● **Exercise requirements**
Reproduce each entry below verbatim.

● **Provided material**
____
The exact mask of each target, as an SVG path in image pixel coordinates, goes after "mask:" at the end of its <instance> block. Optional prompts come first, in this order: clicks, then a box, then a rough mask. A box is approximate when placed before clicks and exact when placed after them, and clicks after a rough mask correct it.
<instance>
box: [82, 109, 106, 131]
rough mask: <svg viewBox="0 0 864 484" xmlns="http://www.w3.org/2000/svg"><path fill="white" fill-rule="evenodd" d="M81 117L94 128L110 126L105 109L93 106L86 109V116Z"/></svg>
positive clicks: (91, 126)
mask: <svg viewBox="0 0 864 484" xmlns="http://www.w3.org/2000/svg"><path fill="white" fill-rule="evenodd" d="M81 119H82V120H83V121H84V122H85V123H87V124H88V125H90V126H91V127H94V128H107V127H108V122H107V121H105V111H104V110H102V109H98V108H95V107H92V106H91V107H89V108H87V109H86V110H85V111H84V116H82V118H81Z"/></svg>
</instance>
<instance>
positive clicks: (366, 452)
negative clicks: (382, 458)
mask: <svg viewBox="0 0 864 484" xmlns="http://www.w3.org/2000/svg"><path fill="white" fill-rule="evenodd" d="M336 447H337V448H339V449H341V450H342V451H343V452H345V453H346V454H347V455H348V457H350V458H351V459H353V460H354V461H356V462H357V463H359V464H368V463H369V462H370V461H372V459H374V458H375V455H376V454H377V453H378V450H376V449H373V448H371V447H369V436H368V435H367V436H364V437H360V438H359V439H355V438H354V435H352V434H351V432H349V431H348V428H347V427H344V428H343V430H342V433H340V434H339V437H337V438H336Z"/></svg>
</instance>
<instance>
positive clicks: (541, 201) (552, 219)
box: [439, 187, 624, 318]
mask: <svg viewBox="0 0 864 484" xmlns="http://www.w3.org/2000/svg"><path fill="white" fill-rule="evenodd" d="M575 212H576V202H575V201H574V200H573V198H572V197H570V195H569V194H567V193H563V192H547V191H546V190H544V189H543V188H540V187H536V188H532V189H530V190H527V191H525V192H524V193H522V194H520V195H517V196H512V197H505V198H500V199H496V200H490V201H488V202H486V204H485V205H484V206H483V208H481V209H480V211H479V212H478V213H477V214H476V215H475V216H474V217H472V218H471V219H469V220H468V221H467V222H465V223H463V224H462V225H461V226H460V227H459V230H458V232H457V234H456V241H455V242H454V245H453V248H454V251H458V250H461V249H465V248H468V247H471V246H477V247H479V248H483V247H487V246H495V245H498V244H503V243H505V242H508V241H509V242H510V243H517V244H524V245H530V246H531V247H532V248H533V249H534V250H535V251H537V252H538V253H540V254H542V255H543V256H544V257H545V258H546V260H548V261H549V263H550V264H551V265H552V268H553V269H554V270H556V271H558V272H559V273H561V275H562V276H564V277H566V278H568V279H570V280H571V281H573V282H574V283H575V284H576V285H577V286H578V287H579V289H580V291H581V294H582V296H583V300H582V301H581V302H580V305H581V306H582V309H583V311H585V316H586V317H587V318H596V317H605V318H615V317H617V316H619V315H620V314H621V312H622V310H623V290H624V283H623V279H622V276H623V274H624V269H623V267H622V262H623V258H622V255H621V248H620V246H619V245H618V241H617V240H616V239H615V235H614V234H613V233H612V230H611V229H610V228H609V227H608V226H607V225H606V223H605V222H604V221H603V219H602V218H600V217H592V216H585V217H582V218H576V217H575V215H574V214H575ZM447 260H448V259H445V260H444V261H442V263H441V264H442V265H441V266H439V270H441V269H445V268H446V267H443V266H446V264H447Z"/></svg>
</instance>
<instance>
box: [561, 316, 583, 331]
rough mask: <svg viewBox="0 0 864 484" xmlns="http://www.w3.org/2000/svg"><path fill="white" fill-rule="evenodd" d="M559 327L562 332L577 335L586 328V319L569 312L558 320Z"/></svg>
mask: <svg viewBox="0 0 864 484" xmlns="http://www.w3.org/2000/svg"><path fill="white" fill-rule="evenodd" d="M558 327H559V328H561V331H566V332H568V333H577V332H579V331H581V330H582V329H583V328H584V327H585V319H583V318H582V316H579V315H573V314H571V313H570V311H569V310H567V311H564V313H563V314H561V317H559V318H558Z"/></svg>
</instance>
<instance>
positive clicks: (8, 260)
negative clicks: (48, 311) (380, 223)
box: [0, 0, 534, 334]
____
● **Result of the exercise**
The exact mask of each target, as an SVG path in image pixel coordinates, goes after "mask:" at the end of its <instance> block. Optional prompts come first, in this order: clicks, then a box, then a rough mask. A box is approximate when placed before clicks and exact when placed after them, and clicks after a rough mask correct it.
<instance>
box: [82, 109, 106, 131]
rough mask: <svg viewBox="0 0 864 484" xmlns="http://www.w3.org/2000/svg"><path fill="white" fill-rule="evenodd" d="M81 117L94 128L110 126L105 109L93 106L86 109V116Z"/></svg>
positive clicks: (91, 126)
mask: <svg viewBox="0 0 864 484" xmlns="http://www.w3.org/2000/svg"><path fill="white" fill-rule="evenodd" d="M81 119H82V120H83V121H84V122H85V123H87V124H88V125H90V126H91V127H94V128H107V127H108V122H107V121H105V111H104V110H102V109H98V108H95V107H92V106H91V107H89V108H87V109H86V110H85V111H84V116H82V118H81Z"/></svg>
</instance>
<instance>
positive clicks: (366, 452)
negative clicks: (382, 458)
mask: <svg viewBox="0 0 864 484" xmlns="http://www.w3.org/2000/svg"><path fill="white" fill-rule="evenodd" d="M336 447H337V448H339V449H341V450H342V451H343V452H345V453H346V454H347V455H348V457H350V458H351V459H353V460H354V461H356V462H357V463H359V464H368V463H369V462H370V461H372V459H374V458H375V455H376V454H377V453H378V450H376V449H373V448H371V447H369V436H368V435H367V436H364V437H360V438H359V439H355V438H354V435H352V434H351V432H349V431H348V428H347V427H344V428H343V430H342V433H340V434H339V437H337V438H336Z"/></svg>
</instance>
<instance>
positive clicks: (541, 201) (552, 219)
box: [439, 187, 624, 318]
mask: <svg viewBox="0 0 864 484" xmlns="http://www.w3.org/2000/svg"><path fill="white" fill-rule="evenodd" d="M575 212H576V202H575V201H574V200H573V198H572V197H570V195H569V194H567V193H563V192H547V191H546V190H544V189H543V188H540V187H536V188H532V189H530V190H527V191H525V192H524V193H522V194H520V195H517V196H512V197H505V198H500V199H496V200H490V201H488V202H486V204H485V205H484V206H483V208H481V209H480V211H479V212H478V213H477V214H476V215H475V216H474V217H472V218H471V219H469V220H468V221H467V222H465V223H463V224H462V225H461V226H460V227H459V230H458V232H457V234H456V241H455V242H454V245H453V248H454V251H458V250H461V249H465V248H468V247H471V246H477V247H479V248H483V247H487V246H495V245H498V244H503V243H505V242H508V241H509V242H510V243H517V244H524V245H530V246H531V247H532V248H533V249H534V250H535V251H537V252H538V253H540V254H542V255H543V256H544V257H545V258H546V260H548V261H549V263H550V264H551V265H552V268H553V269H554V270H556V271H558V272H559V273H561V275H562V276H564V277H566V278H568V279H570V280H571V281H573V282H574V283H575V284H576V285H577V286H578V287H579V289H580V291H581V294H582V296H583V300H582V301H581V302H580V305H581V306H582V309H583V311H585V316H586V317H587V318H596V317H605V318H615V317H617V316H619V315H620V314H621V312H622V310H623V290H624V283H623V279H622V276H623V274H624V269H623V267H622V262H623V258H622V255H621V248H620V246H619V245H618V241H617V240H616V239H615V235H614V234H613V233H612V230H611V229H610V228H609V227H608V226H607V225H606V223H605V222H604V221H603V219H602V218H600V217H592V216H585V217H582V218H576V217H575V215H574V214H575ZM447 260H448V259H445V260H444V261H442V263H441V264H442V265H441V266H439V270H441V269H445V268H446V267H443V266H446V264H447Z"/></svg>
</instance>
<instance>
box: [561, 316, 583, 331]
rough mask: <svg viewBox="0 0 864 484" xmlns="http://www.w3.org/2000/svg"><path fill="white" fill-rule="evenodd" d="M559 327L562 332L577 335L586 328V319L569 312L558 320Z"/></svg>
mask: <svg viewBox="0 0 864 484" xmlns="http://www.w3.org/2000/svg"><path fill="white" fill-rule="evenodd" d="M558 327H559V328H561V331H566V332H568V333H577V332H579V331H581V330H582V329H583V328H584V327H585V319H583V318H582V316H579V315H573V314H571V313H570V311H569V310H567V311H564V313H563V314H561V317H559V318H558Z"/></svg>
</instance>
<instance>
positive clicks: (8, 260)
negative clicks: (48, 311) (380, 223)
box: [0, 0, 534, 334]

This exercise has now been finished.